* [Exercices]:
A. Présentez sous forme de liste le paragraphe de l'extrait qui commence par « Professionnel à l'âge de 21 ans », en gardant ses faits principaux.
B. Recopiez à l'identique le passage de l'extrait qui commence par "Laurent Dufaux faisait" et se poursuit jusqu'à "sur sa carrière.".

* [Extrait]:
= = = = =
Cela fait déjà 5 ans que Laurent Dufaux a tourné le dos au cyclisme.
Cela fait déjà 5 ans que Laurent Dufaux a tourné le dos au cyclisme.
Laurent Dufaux faisait partie de la tête du peloton dans les années 90. Cinq ans après avoir pris sa retraite, le Vaudois de 40 ans donne sa vision sur le cyclisme helvétique d'aujourd'hui et revient sur sa carrière.

Le cyclisme helvétique connaît une étape de transition. Après
avoir atteint les sommets dans les années 90 avec les Dufaux, Zülle
et autre Rominger, la Suisse est rentrée dans le peloton. Il y a
bien sûr Fabian Cancellara et ses succès "en solitaire". Mais
derrière le Bernois, les jeunes restent en retrait.



Professionnel à l'âge de 21 ans, Laurent Dufaux s'était lui
échappé d'entrée, avec un titre national en 1991, puis deux
victoires au Dauphiné libéré (1993 et 1994). Cinq ans après avoir
rangé son vélo, le Vaudois de 40 ans, deux fois 4e au TdF (1996 et
1999), évoque les difficultés actuelles et revient sur sa
carrière.

Envie d'une nouvelle vie

Le cyclisme ne me
manque pas plus que cela.

Laurent
Dufaux

tsrsport.ch:

Cinq
ans après votre retraite, êtes-vous nostalgique du
cyclisme
?



LAURENT DUFAUX:

Cela fait déjà 5 ans... Cela ne
me manque pas plus que cela. Ma carrière a tout de même été longue:
14 belles années, où j'ai connu beaucoup de satisfactions. J'avais
envie d'une nouvelle vie, surtout consacrée à ma famille, plus
stable et avec des activités de Monsieur Tout-le-monde. Un cycliste
pro est complètement déphasé. Aujourd'hui, je veux rattraper le
temps perdu avec mes enfants (un garçon de 11 ans et une fille de 8
ans). Et avec la course à pied, je reste dans le sport: c'est
important pour la crédibilité et l'image qu'un sportif
véhicule.



tsrsport.ch:

Que pensez-vous des anciens
sportifs qui reprennent la compétition
?



LAURENT DUFAUX:

Cela est dû à un manque dans
l'équilibre émotionnel et non à une question d'argent. Une fois
qu'on arrête, il est difficile de retrouver les émotions du sport
dans la vie commune. Il faut aussi gérer le fait qu'on parle moins
de vous. Après la gloire, on revient dans la réalité. C'est un
choix difficile et il faut savoir l'accepter.
= = = = =
* [Données sources]:
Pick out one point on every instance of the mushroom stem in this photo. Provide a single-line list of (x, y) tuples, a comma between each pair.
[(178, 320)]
= = = = =
* [Corrigé]:
A.
- Laurent Dufaux est passé professionnel à 21 ans.
- Il a remporté un titre national en 1991.
- Il a gagné deux fois le Dauphiné libéré, en 1993 et en 1994.
- Il a terminé deux fois 4e du TdF, en 1996 et en 1999.
- Cinq ans après avoir rangé son vélo, ce Vaudois de 40 ans évoque les difficultés actuelles et revient sur sa carrière.

B.
Laurent Dufaux faisait partie de la tête du peloton dans les années 90. Cinq ans après avoir pris sa retraite, le Vaudois de 40 ans donne sa vision sur le cyclisme helvétique d'aujourd'hui et revient sur sa carrière.